Le qabaliste voit dans le discours parlé ou écrit un sens qu'il faut décrypter. Le récit biblique, clair pour l'esprit simple, est pour lui obscur et surchargé de sens. Il a l'intuition qu'une "certaine" structure cachée le sous-tend. Que tout ce qui est différencié et palpable, procède, par émanation, d'une source primordiale, indéfinie, homogène.

 

En hébreu, un seul mot désigne le mot et la chose: davar. Les choses existent dans la mesure seulement où elles sont nommées. L'enseignement qabalistique postule que le mot porte la réalité, que la vibration infinie de la voix porte l'univers. Dieu a dit: "Que la lumière soit" et la lumière fut. La parole crée.

* Lignes de données *

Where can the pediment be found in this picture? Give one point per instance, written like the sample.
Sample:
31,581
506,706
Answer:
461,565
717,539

* * *

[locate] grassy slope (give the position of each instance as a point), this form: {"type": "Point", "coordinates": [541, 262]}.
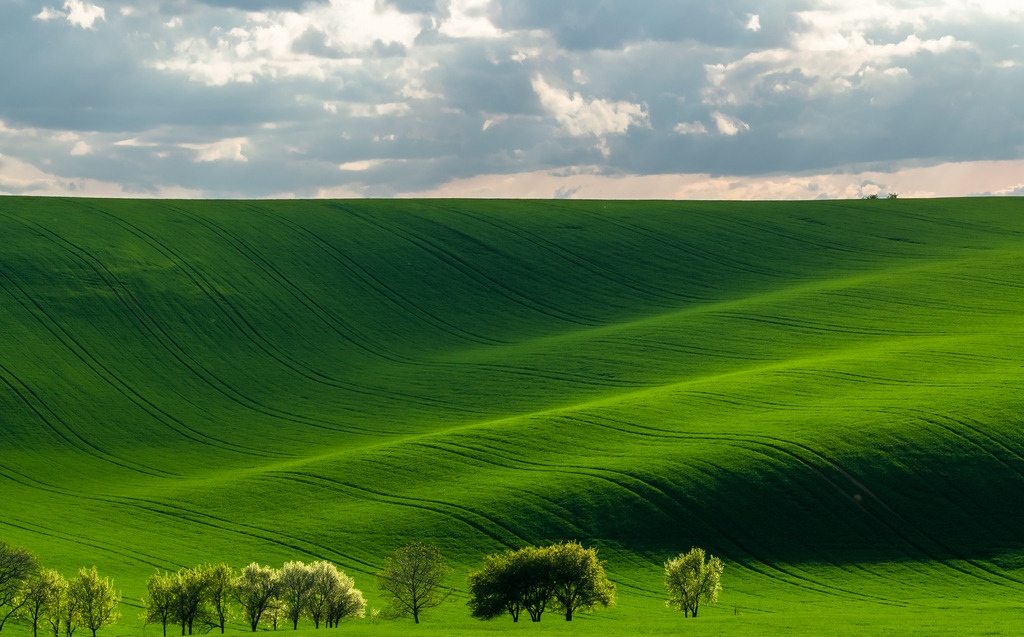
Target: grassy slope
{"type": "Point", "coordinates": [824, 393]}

* Série d'exercices *
A) D'après le texte sur la qabale, quel mot hébreu désigne à la fois le mot et la chose ?
B) Prolongez le texte sur la qabale à partir de sa dernière phrase, s'il vous plaît.

* Résultats attendus *
A) Davar.

B)
Faut-il en déduire qu'au commencement était le verbe? Pas tout à fait. Le commencement (rechit) était vide et silencieux. Mais alors, comment l'Univers a-t-il surgi de cet espace vide et silencieux?

 

C'est la grande question qui hante tout qabaliste.

 

Selon Isaac Luria (1534-1572), le premier acte de Dieu aurait été non pas un déploiement vers l'extérieur (impossible puisqu'il est tout) mais un repli, une contraction. Au commencement, Dieu se serait retiré, rétracté, permettant ainsi la naissance du monde, sous la forme, en tout premier lieu, des vingt-deux lettres de l'alphabet hébraïque. Ce repli, ce "manque à être", autrement dit ce vide autorisant autre chose à être, est nommé le tsimtsoum, un concept essentiel dans la qabalah.

 

Pour un qabaliste, un texte, même clair, est obscur et doit être décrypté.

 

Pour le qabaliste, la langue hébraïque est donc la matière même du monde. Tout élément d'un texte, chacune de ses lettres, chaque élément de la forme d'une lettre, les espaces entre les mots et entre les lettres, doivent être compris et décryptés: aucun élément n'est dû au hasard, chaque élément a un sens et une place dans la cohérence de l'ensemble.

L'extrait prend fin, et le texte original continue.